:: Supplied text ::
-=-=-=-=-
Thanks to emotional intelligence skills development, employees can learn skills that will allow them to react better to frustrations. That will lead to better interactions between employees and improved customer service.
9. Shows Employees Their Limits
Emotional intelligence training doesn’t serve to eliminate negative emotions. It simply provides tools and techniques for dealing with them. As part of this training, employees learn to recognize their feelings and their personal limits. Then, they can plan their interactions and activities accordingly. For example, an employee who realizes that they are irritable may decide to reschedule a potentially contentious conversation with a co-worker to avoid becoming too emotional.
10. Helps Employees Deal with Change And Uncertainty
Things can become emotionally charged when change occurs. Employees may experience feelings of uncertainty and doubt. Stress can peak while morale and productivity take a nosedive. All of these feelings intensify if the change is sudden or negative.
Since you can’t avoid change一especially not in business一the only option for dealing with it is healthy emotional intelligence. If employees have had the proper training, they can accept change, determine the best response, and make beneficial adjustments. Again, these are all healthy skills that your employees can learn through emotional intelligence training.
11. Shows Leaders How to Identify Potential Mental Health Risks
When workplaces become stressful, or conflict is the norm, that can seriously impact employee mental health. Emotional intelligence in the workplace isn't a skill only for employees to learn. It should be mandated for management, as well. These courses can teach leaders to recognize negative emotions, inadequate coping mechanisms, and other indicators that an employee or even an entire team is struggling.
-=-=-=-=-
:: Given exercise ::
Reproduce word for word the stretch of the passage on emotional intelligence training from "Since you can’t" through "emotional intelligence training.". The material has no connection to the passage on emotional intelligence training.

:: Dataset excerpt ::
-=-=-=-=-
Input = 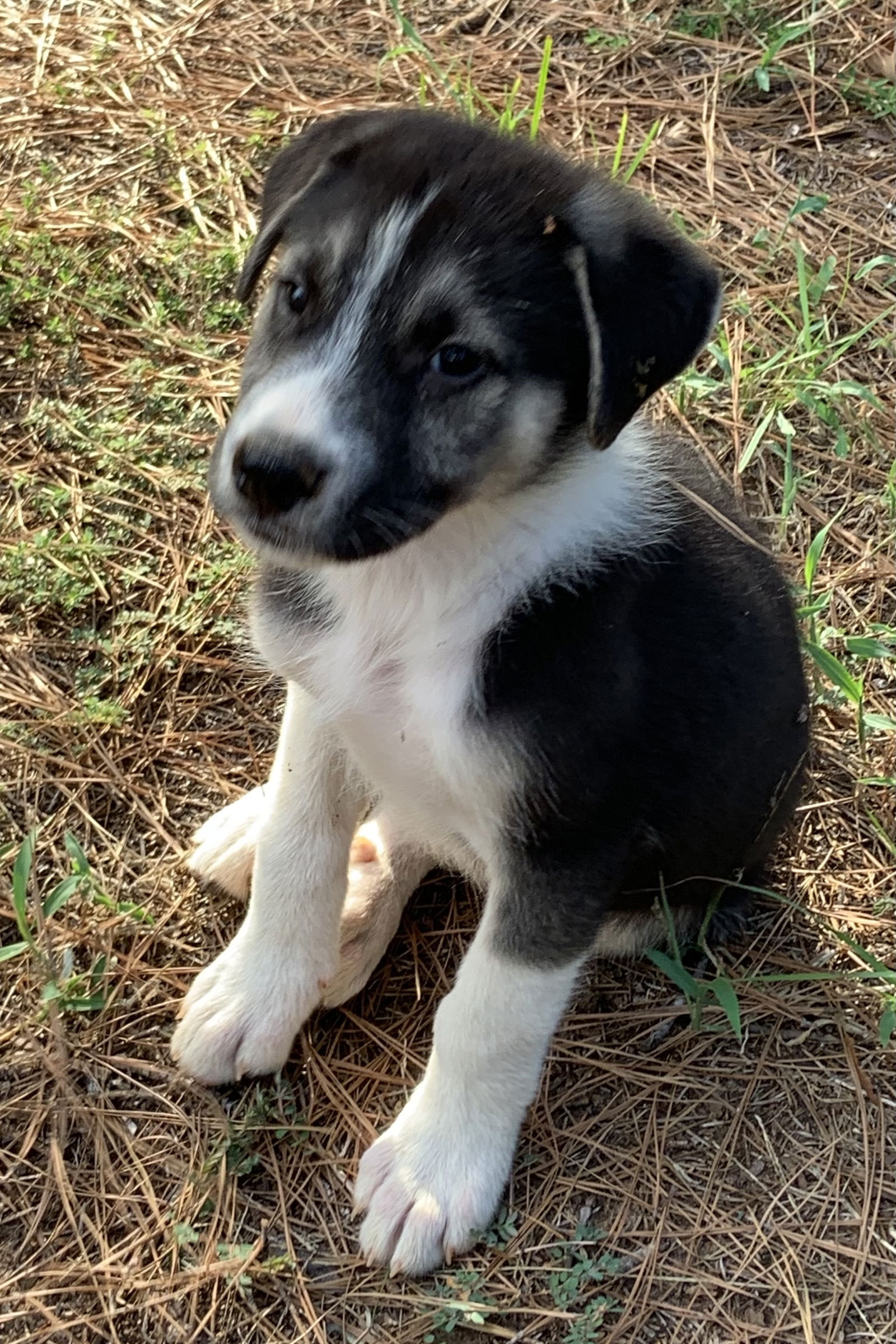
-=-=-=-=-
:: Result of this task ::
Since you can’t avoid change一especially not in business一the only option for dealing with it is healthy emotional intelligence. If employees have had the proper training, they can accept change, determine the best response, and make beneficial adjustments. Again, these are all healthy skills that your employees can learn through emotional intelligence training.